*AVAILABLE DATA*:
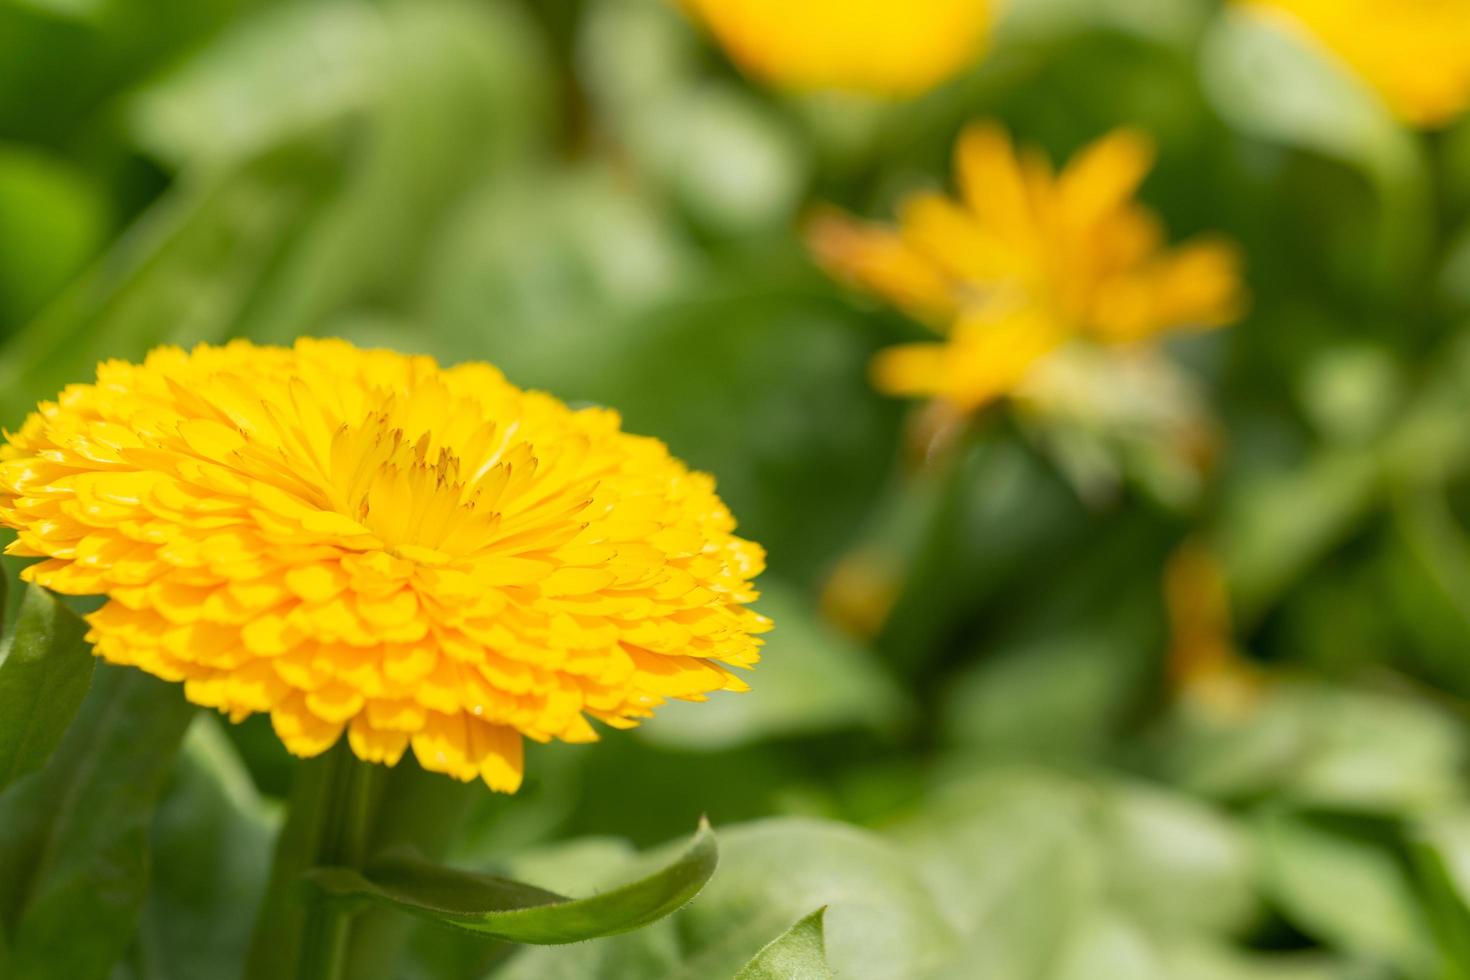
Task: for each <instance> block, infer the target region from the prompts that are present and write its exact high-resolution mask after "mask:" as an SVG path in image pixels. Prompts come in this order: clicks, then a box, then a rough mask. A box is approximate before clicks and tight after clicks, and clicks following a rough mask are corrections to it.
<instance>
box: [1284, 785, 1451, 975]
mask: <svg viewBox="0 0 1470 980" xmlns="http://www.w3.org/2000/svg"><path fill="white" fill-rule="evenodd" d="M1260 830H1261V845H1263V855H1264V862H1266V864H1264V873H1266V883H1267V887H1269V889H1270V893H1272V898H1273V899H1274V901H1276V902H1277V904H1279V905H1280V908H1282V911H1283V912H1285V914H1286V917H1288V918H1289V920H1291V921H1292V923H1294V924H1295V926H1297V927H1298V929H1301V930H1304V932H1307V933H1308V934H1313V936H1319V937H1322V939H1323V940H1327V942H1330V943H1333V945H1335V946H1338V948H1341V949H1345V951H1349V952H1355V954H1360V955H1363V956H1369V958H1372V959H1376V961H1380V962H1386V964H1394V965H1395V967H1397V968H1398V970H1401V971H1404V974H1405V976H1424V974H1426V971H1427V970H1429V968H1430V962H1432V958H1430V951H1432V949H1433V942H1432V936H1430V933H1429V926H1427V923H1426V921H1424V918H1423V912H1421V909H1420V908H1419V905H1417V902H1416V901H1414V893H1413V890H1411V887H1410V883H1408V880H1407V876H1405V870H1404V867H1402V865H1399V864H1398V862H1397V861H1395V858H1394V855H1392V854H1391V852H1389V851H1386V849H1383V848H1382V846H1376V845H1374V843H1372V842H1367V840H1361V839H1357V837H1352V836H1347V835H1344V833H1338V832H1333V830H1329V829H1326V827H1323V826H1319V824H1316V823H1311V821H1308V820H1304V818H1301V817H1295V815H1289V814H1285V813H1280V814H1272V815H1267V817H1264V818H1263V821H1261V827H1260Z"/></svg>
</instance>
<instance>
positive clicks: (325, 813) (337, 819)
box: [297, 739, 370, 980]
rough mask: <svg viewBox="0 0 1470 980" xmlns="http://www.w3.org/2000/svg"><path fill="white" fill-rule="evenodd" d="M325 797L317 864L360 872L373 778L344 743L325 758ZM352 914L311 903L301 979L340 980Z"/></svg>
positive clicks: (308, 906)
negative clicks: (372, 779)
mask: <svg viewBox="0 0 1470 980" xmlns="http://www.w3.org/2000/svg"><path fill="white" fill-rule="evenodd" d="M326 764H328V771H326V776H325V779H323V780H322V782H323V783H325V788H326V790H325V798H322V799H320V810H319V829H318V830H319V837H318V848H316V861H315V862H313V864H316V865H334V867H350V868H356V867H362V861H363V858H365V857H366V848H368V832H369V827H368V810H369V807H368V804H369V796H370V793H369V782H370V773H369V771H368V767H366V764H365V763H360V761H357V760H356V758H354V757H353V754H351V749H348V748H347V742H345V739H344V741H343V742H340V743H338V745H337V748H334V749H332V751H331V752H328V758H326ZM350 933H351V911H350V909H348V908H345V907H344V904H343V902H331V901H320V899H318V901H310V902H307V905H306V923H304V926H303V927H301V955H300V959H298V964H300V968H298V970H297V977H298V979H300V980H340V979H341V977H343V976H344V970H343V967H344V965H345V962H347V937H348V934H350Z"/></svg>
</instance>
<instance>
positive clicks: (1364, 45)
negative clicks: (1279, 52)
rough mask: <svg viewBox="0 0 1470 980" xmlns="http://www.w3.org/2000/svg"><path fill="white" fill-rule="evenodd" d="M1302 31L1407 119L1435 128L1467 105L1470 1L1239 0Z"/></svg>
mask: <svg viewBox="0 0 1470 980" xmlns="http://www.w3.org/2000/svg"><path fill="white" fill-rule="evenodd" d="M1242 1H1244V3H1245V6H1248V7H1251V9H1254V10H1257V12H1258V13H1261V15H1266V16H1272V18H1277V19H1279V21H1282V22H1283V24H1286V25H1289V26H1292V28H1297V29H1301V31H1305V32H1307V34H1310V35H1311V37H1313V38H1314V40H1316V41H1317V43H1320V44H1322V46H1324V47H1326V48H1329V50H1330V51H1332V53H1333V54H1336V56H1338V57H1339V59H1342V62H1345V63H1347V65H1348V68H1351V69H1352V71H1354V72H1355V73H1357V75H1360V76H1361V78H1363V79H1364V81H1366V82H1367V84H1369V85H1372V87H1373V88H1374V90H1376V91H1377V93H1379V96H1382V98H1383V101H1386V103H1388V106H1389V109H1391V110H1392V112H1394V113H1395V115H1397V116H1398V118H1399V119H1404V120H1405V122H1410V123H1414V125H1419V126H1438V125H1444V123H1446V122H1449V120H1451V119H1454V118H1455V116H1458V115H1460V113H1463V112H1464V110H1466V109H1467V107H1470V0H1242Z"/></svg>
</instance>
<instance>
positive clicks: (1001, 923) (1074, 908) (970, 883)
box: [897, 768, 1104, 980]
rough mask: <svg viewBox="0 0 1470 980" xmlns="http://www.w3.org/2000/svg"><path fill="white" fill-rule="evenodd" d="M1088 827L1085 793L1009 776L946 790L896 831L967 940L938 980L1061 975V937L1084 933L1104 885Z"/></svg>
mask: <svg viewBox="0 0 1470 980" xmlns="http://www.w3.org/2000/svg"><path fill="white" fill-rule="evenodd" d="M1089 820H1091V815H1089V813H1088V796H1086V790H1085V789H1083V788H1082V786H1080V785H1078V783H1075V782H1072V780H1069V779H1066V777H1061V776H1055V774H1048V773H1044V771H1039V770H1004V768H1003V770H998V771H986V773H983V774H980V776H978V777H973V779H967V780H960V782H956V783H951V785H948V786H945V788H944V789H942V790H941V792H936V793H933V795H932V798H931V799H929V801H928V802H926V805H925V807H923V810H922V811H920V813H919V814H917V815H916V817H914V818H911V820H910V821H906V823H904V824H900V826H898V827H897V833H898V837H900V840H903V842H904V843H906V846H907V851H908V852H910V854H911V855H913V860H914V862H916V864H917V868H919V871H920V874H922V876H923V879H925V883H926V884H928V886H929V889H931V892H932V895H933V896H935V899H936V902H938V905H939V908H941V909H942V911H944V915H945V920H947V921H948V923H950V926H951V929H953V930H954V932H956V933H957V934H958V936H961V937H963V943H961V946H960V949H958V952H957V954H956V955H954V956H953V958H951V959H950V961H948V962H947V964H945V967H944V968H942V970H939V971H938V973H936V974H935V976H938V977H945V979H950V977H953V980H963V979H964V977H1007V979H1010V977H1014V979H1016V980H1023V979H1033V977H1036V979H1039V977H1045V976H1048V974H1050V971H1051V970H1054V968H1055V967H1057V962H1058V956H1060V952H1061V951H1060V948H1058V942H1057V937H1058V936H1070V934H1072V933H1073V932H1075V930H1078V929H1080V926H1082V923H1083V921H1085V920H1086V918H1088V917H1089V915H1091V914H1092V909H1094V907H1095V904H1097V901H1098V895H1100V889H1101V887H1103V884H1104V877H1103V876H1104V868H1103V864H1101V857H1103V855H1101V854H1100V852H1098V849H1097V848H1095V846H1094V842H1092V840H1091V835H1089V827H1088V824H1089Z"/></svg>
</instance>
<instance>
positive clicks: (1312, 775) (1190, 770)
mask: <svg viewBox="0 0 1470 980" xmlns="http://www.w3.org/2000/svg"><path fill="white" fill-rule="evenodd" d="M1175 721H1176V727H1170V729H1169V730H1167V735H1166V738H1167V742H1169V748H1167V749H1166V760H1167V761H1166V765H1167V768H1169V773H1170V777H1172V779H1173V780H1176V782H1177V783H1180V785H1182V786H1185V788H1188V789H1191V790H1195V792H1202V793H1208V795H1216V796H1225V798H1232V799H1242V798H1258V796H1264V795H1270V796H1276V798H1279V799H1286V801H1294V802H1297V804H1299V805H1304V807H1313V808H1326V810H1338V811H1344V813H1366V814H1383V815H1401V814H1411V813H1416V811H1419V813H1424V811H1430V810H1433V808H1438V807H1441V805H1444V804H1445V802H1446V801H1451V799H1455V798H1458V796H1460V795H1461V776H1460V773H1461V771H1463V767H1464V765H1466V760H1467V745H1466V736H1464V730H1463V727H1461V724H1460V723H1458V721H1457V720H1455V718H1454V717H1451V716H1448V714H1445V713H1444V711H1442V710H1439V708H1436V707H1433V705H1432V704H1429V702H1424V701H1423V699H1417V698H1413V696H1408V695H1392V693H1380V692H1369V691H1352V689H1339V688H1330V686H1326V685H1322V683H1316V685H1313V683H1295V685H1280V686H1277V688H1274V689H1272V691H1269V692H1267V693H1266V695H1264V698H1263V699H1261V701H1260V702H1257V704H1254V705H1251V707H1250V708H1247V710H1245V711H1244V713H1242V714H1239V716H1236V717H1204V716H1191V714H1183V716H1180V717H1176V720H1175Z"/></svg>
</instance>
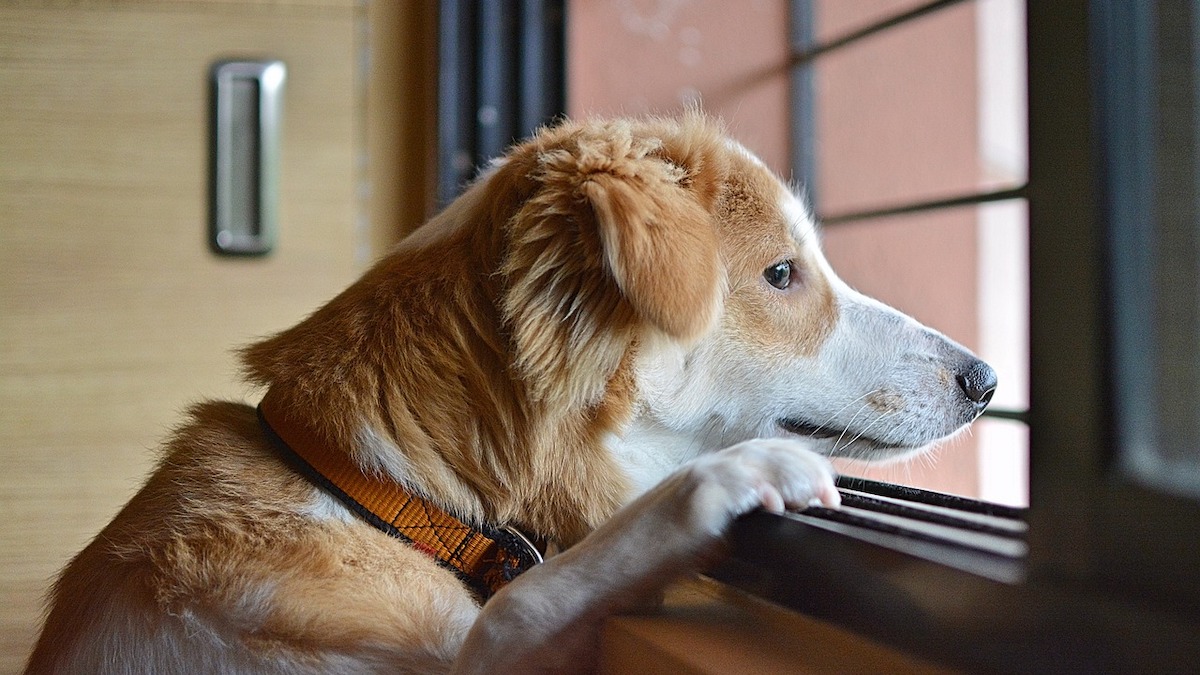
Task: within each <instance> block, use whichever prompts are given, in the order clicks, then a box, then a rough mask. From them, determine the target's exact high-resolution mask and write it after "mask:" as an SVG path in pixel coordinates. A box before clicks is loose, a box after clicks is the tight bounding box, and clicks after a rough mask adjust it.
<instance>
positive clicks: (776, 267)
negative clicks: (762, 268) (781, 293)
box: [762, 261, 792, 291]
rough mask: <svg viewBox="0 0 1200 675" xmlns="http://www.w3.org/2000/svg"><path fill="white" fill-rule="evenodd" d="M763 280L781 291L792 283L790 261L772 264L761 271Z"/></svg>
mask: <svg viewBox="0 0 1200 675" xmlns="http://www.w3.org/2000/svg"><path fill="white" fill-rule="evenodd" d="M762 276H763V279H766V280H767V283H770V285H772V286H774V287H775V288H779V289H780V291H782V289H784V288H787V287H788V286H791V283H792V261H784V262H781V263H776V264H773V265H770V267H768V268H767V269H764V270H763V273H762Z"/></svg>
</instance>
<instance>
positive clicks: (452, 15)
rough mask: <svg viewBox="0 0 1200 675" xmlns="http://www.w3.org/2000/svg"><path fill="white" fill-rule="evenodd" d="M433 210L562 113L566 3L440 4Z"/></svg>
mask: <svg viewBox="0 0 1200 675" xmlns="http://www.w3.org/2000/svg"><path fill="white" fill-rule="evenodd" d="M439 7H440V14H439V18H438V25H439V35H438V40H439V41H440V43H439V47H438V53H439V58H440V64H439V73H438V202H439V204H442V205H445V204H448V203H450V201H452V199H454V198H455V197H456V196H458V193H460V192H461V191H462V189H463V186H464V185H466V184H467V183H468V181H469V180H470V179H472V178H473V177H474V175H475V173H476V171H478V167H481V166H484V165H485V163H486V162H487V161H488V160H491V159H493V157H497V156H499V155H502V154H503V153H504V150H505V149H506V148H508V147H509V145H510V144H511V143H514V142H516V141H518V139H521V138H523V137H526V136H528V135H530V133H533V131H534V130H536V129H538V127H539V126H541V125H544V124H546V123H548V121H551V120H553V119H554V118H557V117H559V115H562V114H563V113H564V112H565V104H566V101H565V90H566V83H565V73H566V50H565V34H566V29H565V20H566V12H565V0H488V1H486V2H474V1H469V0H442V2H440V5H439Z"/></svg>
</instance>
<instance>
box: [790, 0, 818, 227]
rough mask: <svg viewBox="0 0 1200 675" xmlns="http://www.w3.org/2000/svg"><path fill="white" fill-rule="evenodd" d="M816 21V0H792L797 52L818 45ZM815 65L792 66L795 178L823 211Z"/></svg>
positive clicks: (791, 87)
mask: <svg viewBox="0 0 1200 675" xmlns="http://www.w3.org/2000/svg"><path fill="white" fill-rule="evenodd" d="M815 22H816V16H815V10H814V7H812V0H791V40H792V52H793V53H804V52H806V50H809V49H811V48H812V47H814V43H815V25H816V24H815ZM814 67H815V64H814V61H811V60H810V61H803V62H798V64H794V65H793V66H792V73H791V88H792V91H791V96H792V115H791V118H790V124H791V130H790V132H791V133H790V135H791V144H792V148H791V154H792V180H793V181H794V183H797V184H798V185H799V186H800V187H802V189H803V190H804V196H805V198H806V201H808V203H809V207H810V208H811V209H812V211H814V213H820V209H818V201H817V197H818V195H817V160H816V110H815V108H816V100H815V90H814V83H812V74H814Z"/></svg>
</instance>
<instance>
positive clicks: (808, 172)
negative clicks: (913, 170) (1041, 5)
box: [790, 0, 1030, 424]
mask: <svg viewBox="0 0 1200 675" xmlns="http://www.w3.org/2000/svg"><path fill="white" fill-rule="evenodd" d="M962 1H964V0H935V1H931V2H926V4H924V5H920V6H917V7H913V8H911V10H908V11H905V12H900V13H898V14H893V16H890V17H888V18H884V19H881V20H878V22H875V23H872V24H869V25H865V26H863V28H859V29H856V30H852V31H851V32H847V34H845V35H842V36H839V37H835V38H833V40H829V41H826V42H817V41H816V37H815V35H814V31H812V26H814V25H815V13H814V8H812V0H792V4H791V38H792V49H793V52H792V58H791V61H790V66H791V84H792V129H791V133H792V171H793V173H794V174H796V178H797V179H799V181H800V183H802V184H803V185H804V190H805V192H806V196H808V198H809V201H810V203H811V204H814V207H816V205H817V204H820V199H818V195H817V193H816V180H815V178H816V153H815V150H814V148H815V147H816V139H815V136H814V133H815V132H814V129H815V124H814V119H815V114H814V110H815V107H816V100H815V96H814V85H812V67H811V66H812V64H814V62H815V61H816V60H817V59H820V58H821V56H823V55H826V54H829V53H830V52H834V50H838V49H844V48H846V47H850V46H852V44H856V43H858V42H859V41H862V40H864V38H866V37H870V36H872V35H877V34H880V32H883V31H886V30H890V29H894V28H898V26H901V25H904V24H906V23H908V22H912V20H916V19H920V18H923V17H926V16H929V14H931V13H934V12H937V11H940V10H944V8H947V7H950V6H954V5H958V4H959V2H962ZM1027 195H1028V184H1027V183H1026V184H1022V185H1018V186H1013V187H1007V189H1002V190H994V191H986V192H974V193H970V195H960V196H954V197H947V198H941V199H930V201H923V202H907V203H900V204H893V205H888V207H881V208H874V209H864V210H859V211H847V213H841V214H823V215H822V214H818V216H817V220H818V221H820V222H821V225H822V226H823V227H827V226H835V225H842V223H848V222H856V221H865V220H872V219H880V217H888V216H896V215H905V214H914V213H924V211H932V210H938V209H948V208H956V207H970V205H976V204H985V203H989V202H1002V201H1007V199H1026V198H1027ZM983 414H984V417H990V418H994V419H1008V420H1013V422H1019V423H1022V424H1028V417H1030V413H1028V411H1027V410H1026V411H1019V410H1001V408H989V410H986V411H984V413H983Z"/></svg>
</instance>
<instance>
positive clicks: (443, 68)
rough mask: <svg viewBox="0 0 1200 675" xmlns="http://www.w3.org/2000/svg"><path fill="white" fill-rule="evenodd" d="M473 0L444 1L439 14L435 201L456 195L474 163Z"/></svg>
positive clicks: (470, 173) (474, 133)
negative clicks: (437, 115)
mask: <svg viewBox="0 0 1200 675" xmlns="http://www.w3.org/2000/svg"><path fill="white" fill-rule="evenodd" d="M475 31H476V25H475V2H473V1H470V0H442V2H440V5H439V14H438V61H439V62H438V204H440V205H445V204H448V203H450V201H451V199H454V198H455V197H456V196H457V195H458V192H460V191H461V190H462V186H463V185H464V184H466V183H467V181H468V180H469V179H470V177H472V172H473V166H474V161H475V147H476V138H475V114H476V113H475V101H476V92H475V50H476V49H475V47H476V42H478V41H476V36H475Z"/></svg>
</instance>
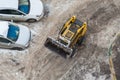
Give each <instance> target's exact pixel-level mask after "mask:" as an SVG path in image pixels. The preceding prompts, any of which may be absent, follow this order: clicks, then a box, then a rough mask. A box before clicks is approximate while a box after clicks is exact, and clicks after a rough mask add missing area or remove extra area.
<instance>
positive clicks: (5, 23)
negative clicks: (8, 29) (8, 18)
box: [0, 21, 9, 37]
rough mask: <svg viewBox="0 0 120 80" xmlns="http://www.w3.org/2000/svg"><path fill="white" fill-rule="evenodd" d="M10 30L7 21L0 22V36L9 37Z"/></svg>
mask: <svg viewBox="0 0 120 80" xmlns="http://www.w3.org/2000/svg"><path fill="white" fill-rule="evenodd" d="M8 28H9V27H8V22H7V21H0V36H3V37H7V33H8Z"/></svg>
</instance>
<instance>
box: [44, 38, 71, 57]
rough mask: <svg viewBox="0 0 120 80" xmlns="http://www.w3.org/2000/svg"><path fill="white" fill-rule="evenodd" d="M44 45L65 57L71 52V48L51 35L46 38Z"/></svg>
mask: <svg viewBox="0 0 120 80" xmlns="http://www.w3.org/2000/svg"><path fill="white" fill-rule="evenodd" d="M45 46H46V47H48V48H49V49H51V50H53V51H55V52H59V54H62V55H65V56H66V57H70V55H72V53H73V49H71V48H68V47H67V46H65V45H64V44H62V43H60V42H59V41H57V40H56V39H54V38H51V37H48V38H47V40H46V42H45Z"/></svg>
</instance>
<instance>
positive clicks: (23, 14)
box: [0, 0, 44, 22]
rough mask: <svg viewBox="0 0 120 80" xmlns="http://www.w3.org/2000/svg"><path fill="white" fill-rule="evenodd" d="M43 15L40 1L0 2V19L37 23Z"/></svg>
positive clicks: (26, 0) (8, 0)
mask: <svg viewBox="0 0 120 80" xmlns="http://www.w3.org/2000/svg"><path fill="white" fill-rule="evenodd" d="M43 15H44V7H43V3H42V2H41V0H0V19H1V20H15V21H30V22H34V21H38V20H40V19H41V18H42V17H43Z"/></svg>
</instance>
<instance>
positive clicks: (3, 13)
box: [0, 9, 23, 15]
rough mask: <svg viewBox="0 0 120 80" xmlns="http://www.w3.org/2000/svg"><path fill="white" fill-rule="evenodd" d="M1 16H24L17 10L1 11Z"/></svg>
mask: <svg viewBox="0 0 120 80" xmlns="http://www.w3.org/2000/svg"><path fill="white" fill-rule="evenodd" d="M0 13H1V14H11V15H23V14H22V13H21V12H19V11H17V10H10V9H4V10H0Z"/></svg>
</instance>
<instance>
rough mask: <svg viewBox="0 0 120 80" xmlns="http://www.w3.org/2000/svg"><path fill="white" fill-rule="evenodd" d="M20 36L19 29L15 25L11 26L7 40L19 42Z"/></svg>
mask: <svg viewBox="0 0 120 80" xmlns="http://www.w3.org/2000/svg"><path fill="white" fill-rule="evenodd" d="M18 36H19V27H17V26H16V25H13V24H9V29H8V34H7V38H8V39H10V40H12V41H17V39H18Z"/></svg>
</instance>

*WHAT IS BEING ASKED*: Which lines above hold the string "exact"? Show each of them.

*REPLY TO THE TASK*:
Task: for each <instance> block, infer the target region from the prompts that are present and write its exact high-resolution mask after "mask:" as an SVG path in image pixels. Prompts come in this order: clicks, then a box, then a rough mask. A box is approximate before clicks and tight after clicks, and clicks following a rough mask are corrections to it.
Task: within each <instance> block, use whichever prompts are given, in the order clicks, then a box, then a rough mask. From them, determine the target's exact high-resolution mask and write it after "mask:" as an SVG path in pixel coordinates. A box before clicks is loose, a box after clicks is the tight bounding box, and clicks after a rough mask adjust it.
Give each <instance> target's exact pixel-level mask after "mask:" as an SVG path in image pixels. The preceding prompts, any of which may be absent, follow this order: clicks, then a box, then a rough mask. A box before clicks is approximate while a box after clicks is exact, and clicks after a rough mask add missing area or remove extra area.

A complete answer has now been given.